GIVEN RECORDS>
┄┄┄┄┄┄
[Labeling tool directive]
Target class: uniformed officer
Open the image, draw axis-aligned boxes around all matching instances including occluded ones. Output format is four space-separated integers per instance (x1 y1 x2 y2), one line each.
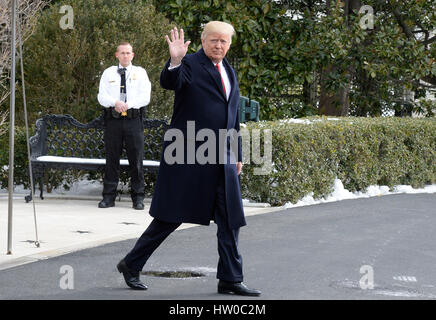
98 42 151 210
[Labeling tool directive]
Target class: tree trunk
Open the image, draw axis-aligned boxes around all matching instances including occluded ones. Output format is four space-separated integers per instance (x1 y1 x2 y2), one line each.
319 0 361 116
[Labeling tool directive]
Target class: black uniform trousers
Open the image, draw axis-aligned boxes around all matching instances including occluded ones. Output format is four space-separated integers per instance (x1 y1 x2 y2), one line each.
124 166 243 282
103 116 144 201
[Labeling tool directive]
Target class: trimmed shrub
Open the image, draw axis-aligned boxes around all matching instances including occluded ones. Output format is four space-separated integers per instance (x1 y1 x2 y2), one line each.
241 117 436 205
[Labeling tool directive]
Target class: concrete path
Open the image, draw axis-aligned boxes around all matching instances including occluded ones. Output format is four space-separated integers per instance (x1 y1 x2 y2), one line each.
0 194 436 303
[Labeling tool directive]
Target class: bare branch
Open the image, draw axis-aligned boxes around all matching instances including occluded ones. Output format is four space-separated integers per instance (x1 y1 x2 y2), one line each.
0 0 49 104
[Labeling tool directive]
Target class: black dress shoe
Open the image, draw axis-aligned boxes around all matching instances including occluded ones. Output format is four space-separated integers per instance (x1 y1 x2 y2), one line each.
218 280 261 297
133 199 144 210
117 259 148 290
98 197 115 208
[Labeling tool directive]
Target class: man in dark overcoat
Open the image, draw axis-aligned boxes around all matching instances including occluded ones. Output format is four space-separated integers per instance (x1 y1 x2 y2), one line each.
114 21 260 296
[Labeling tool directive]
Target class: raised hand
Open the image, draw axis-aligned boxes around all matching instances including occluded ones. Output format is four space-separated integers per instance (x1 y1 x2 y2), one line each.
165 27 191 66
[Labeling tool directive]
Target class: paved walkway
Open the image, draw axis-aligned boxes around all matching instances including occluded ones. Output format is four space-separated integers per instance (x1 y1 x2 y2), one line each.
0 194 436 300
0 194 278 270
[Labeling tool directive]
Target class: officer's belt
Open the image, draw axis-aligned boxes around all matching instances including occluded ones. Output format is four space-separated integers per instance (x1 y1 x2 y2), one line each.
105 107 144 119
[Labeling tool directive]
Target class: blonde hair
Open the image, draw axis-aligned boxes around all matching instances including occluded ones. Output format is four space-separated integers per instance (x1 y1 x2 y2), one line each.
201 21 235 42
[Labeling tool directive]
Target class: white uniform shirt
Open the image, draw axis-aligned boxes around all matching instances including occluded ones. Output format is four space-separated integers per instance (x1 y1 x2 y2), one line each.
97 64 151 109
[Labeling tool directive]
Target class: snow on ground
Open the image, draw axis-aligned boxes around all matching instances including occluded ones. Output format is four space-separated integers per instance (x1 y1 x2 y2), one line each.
0 179 436 208
283 179 436 208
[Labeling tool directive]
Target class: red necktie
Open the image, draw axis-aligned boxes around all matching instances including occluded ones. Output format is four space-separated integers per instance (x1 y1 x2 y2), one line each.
216 63 227 99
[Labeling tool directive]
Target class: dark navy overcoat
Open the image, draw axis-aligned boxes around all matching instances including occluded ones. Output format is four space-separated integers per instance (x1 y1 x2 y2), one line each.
150 49 246 229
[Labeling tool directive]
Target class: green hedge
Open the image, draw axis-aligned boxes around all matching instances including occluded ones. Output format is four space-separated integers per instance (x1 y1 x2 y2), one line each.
0 117 436 206
241 117 436 205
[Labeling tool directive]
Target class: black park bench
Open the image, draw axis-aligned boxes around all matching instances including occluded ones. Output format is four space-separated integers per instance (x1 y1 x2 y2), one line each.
25 112 168 202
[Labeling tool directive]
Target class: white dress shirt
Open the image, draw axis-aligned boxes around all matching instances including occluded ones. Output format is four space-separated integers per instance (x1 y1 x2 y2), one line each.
97 64 151 109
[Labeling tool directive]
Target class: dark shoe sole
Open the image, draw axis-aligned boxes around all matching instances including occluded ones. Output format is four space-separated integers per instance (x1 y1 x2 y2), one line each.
117 262 148 290
218 288 260 297
98 203 115 209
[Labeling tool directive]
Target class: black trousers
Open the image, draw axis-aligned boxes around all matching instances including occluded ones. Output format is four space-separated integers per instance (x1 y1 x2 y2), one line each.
103 117 144 200
124 168 243 282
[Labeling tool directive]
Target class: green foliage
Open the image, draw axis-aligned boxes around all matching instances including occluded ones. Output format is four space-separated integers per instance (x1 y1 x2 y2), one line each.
241 117 436 205
154 0 436 120
3 0 172 124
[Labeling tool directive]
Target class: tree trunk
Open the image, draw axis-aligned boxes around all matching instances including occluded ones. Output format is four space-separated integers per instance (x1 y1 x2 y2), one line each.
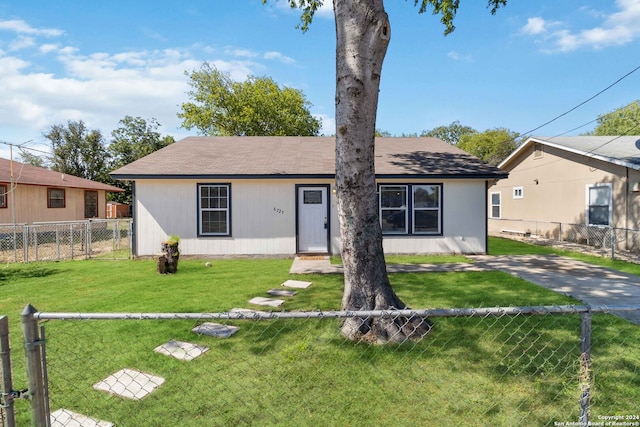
334 0 431 343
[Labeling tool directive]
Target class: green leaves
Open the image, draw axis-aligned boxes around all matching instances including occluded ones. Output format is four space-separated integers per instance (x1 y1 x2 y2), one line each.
458 128 520 166
43 120 109 182
592 101 640 136
178 62 321 136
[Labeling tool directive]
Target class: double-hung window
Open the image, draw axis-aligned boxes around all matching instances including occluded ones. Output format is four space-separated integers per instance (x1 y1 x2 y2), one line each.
0 185 7 208
587 184 611 225
198 184 231 236
84 191 99 218
489 191 502 219
378 184 442 234
47 188 65 208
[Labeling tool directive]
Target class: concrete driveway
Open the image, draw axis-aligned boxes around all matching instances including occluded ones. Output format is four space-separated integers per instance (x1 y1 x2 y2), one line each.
290 255 640 325
472 255 640 325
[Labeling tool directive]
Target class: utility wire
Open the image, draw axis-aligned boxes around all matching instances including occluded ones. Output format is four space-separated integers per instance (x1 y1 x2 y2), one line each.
522 65 640 136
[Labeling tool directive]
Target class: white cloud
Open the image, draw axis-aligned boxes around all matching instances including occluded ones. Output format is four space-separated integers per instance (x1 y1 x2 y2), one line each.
38 43 58 53
0 44 260 147
313 114 336 136
0 19 64 37
522 16 546 35
447 50 473 62
224 47 258 58
264 51 296 64
275 0 333 18
522 0 640 52
9 36 36 51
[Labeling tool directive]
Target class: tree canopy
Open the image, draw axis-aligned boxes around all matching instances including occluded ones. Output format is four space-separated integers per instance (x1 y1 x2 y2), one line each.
420 120 478 145
178 62 322 136
43 120 109 182
590 100 640 136
458 128 520 166
107 116 175 203
263 0 506 343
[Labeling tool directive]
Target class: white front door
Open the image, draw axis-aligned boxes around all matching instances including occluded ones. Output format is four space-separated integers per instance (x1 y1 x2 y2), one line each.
298 186 329 253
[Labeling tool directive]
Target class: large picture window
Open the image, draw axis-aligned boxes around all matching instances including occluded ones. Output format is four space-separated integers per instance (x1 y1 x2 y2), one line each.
378 184 442 234
587 184 611 225
47 188 65 208
198 184 231 236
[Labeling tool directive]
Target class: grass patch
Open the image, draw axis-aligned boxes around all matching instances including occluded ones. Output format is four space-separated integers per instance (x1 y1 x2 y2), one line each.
0 259 640 426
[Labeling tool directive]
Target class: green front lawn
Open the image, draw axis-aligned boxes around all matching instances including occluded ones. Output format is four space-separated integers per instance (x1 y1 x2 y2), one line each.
0 243 640 426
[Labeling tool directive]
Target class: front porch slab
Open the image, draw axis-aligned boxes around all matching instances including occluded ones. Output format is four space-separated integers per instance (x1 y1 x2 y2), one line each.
153 340 209 361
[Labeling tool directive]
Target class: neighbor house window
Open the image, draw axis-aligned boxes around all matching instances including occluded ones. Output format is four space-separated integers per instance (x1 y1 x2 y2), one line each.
378 184 442 234
0 185 7 208
198 184 231 236
490 191 502 219
513 187 524 199
84 191 98 218
47 188 65 208
587 184 612 225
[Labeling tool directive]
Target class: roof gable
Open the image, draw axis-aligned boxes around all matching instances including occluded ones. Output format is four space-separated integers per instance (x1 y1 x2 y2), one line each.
111 137 506 179
0 158 124 193
498 135 640 170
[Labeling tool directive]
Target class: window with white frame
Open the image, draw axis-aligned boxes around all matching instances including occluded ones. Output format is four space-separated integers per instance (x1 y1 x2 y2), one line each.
378 184 442 234
587 184 612 225
198 184 231 236
0 185 7 208
490 191 502 219
47 188 65 208
513 187 524 199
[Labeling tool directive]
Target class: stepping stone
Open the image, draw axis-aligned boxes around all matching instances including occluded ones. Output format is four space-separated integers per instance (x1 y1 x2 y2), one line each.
153 340 209 360
249 297 284 307
93 368 164 400
280 280 311 289
267 289 297 297
229 308 263 314
191 322 240 338
51 409 114 427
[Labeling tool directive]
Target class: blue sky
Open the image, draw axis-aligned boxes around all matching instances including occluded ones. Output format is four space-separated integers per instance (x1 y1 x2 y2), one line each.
0 0 640 157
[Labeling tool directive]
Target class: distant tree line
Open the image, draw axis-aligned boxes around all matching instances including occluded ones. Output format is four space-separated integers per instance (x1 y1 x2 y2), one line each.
20 116 175 203
20 62 640 203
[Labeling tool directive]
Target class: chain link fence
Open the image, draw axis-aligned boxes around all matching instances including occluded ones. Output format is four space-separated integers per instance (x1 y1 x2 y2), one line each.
9 306 640 426
0 219 132 263
489 218 640 260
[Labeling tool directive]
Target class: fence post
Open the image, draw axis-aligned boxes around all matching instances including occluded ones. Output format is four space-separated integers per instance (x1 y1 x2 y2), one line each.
22 225 31 262
578 311 591 426
0 316 16 427
610 227 616 259
21 304 49 427
69 224 75 259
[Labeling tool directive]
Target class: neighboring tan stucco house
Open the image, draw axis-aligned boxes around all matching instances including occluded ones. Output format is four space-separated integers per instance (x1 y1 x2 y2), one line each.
488 136 640 247
111 137 506 256
0 159 124 224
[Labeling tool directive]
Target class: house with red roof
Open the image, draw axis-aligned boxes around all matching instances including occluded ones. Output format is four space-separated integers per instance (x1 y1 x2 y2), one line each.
0 158 124 224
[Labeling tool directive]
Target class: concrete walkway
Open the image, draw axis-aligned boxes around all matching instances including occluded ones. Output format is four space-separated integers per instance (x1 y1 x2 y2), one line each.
289 255 640 325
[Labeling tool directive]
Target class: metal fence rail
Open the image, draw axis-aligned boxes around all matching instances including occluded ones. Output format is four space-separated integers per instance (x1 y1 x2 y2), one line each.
0 219 132 262
489 218 640 259
11 306 640 426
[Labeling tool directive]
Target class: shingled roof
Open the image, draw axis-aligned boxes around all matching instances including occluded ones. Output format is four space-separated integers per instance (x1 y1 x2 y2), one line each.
111 137 507 180
499 135 640 170
0 158 124 193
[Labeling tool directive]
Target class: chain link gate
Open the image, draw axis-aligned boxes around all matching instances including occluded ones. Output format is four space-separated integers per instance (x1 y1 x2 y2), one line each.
15 305 640 427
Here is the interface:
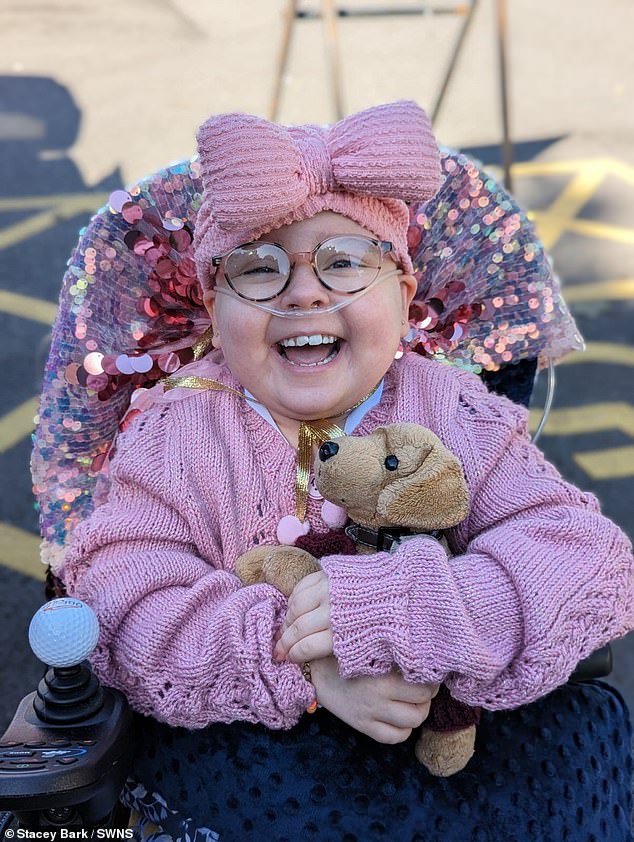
┄┄┄┄┄┄
SHORT TASK> Scale the data from the first line through the line containing "98 42 151 210", both included: repeat every line unchanged except the bounding box coordinates, which should each be multiplied by 0.65 and rounded to a whole number, with halves rounded up. Leave the pictures out.

EXPECTED OUTPUT>
[Labeling tool directive]
Target class: uniformed officer
Open the image, draw axis-aligned boxes around all matching instances including occluded ones. Output format is four space-separated integers per instance (x1 y1 x2 y2), one line each.
64 27 98 137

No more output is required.